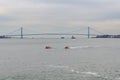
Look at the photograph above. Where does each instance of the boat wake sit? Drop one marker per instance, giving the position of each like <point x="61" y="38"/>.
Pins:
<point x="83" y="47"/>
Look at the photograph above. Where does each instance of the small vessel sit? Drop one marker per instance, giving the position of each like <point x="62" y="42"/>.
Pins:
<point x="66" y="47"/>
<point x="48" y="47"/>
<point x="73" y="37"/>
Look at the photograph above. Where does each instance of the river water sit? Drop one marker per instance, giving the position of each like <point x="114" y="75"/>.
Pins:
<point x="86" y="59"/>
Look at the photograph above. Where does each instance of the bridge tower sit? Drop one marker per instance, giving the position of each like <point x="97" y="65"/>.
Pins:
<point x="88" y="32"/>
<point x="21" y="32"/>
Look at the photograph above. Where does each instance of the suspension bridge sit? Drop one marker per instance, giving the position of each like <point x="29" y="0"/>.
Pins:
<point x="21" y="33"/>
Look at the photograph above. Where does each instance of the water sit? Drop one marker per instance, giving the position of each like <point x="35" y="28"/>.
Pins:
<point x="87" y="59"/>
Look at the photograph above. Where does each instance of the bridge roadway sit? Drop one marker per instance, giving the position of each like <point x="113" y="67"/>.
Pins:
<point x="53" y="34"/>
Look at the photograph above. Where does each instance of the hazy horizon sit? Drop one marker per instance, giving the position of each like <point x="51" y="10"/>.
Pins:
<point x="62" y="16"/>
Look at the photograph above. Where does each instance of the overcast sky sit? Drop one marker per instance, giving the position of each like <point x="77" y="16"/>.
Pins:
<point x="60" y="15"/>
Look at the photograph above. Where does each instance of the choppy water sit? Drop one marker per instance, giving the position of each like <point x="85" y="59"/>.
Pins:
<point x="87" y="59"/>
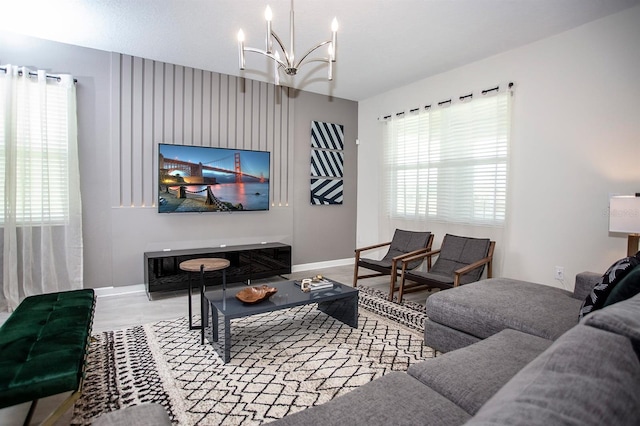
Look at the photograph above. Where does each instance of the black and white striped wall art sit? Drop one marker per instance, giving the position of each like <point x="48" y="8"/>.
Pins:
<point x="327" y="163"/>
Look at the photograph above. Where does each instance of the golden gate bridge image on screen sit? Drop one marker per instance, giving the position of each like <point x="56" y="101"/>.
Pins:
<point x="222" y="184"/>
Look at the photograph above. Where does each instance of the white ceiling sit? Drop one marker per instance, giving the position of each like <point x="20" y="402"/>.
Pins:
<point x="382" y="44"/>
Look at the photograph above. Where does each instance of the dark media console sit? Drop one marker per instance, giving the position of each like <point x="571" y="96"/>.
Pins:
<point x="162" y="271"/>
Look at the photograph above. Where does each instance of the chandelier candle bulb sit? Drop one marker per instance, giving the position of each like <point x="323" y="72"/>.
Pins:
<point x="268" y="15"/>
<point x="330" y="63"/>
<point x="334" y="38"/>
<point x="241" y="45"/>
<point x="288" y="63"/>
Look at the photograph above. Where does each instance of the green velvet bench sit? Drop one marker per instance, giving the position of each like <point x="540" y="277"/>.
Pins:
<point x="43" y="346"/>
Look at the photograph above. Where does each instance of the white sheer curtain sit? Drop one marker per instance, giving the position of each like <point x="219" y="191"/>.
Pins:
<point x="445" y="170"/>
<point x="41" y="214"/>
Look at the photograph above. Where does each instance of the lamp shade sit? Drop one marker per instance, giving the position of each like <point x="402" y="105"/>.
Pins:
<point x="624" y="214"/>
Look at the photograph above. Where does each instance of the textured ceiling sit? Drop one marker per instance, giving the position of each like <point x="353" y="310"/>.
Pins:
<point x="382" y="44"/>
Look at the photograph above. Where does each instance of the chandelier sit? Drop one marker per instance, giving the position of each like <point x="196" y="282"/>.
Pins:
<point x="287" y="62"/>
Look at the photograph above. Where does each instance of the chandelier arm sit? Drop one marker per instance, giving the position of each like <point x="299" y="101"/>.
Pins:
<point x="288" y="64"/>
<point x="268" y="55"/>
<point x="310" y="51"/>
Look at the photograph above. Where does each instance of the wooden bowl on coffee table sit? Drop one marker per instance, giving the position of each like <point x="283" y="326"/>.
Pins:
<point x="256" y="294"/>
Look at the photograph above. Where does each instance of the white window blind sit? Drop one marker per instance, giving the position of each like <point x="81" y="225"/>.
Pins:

## GIVEN PROBLEM
Write out every entry again word for word, without any of the pictures.

## EXPECTED ANSWER
Look at the photograph above. Where does each instance of the boat wake sit? Drop one marker per instance, giving the position of each like <point x="61" y="38"/>.
Pins:
<point x="83" y="47"/>
Look at the photograph above. Where does each instance of the small vessel sit? Drop one marker per instance, giving the position of each like <point x="62" y="42"/>.
Pins:
<point x="66" y="47"/>
<point x="48" y="47"/>
<point x="73" y="37"/>
Look at the photograph above. Where does each instance of the river water sit? Drop one marker per instance, giving the position of each like <point x="114" y="75"/>.
Pins:
<point x="86" y="59"/>
Look at the photograph above. Where does each instance of the bridge tower sit? Drop one marker per instance, giving the position of each like <point x="97" y="65"/>.
Pins:
<point x="88" y="32"/>
<point x="21" y="32"/>
Look at the photograph above. Where does each instance of the suspension bridge sit? Drop one marker per instance, giving the position of each like <point x="29" y="0"/>.
Pins:
<point x="21" y="33"/>
Look at the photograph above. Where does each instance of the water sit? Drop one marker per instance, giving the position of each like <point x="35" y="28"/>.
Pins:
<point x="87" y="59"/>
Look at the photograph above. Where does each instance of the bridge roadway sit? Drop one marker per instance, giving the position of each like <point x="113" y="67"/>.
Pins:
<point x="53" y="34"/>
Look at the photograph above. Where does each instance of the hazy horizon sit? Drop one marker per instance, giving the position of each like <point x="51" y="10"/>.
Pins:
<point x="62" y="16"/>
Look at the photograph above. Where does each instance of the overcast sky sit? Drop one marker per instance, giving the position of each like <point x="77" y="16"/>.
Pins:
<point x="60" y="15"/>
Look at the photograph above. Where does each instance of the choppy water sit? Drop one marker per instance, giving the position of each like <point x="85" y="59"/>.
Pins:
<point x="87" y="59"/>
Look at the photograph above. Where does each instance of the black and white striped wall art sit? Drop one marker per instance, giving the position of each like <point x="48" y="8"/>.
Pins:
<point x="327" y="163"/>
Look at the photograph above. Where does each instance of the golden gate bridge image on screen sit? Drop one marker per instance, giving the position of each like <point x="56" y="101"/>.
Pins:
<point x="222" y="184"/>
Look at the photograph above. Where does each instance of the white ceiling sit? Drop one marker per instance, giving the position of each like <point x="20" y="402"/>.
Pins:
<point x="382" y="44"/>
Look at the photograph above. Where does each instance of the dark media console sit? Drop one marker per instance, giving the position of each like <point x="571" y="96"/>.
Pins:
<point x="162" y="271"/>
Look at the photograph above. Where does each instance of the chandelier candle bulb sit? Drop one marker per instance, giving the position of each like <point x="323" y="72"/>.
Pins:
<point x="268" y="15"/>
<point x="330" y="63"/>
<point x="334" y="38"/>
<point x="241" y="45"/>
<point x="288" y="63"/>
Look at the photograph above. Where does each instance of the green velvet bench sit? Drop one marker per instance, giving the position of each like <point x="540" y="277"/>.
Pins:
<point x="43" y="346"/>
Look at the photograph above. Where does each instance of the white sheer curtain sit? Drop one marker per instance, giving the position of each like <point x="219" y="191"/>.
Pins:
<point x="445" y="170"/>
<point x="41" y="214"/>
Look at the photograph above. Where does each instance of the lamp shade sit? Drop one marker per instance, giving the position of each like <point x="402" y="105"/>.
Pins:
<point x="624" y="214"/>
Look at the photograph above. Where does each instance of the textured ceiling sit? Drop one marker per instance, giving the position of each like <point x="353" y="310"/>.
Pins:
<point x="382" y="44"/>
Look at the photograph above. Where does each instance of the chandelier sit? Drop one marker per instance, giving the position of each like <point x="196" y="282"/>.
Pins:
<point x="287" y="62"/>
Look at the photograph above. Where does each instance of the chandelier arm sit? Drop one marker per instance, giving the position of each like <point x="299" y="101"/>.
Pins:
<point x="288" y="64"/>
<point x="268" y="55"/>
<point x="310" y="51"/>
Look at the photograph above. Where does each instance of the wooden bowl on coffee table sit? Drop one marker per instance, giving the position of each like <point x="283" y="326"/>.
Pins:
<point x="256" y="294"/>
Look at the photograph above. Where does each instance of the white window blind sit? Drop one marker per instance, giving the position of each like <point x="81" y="225"/>.
Pins:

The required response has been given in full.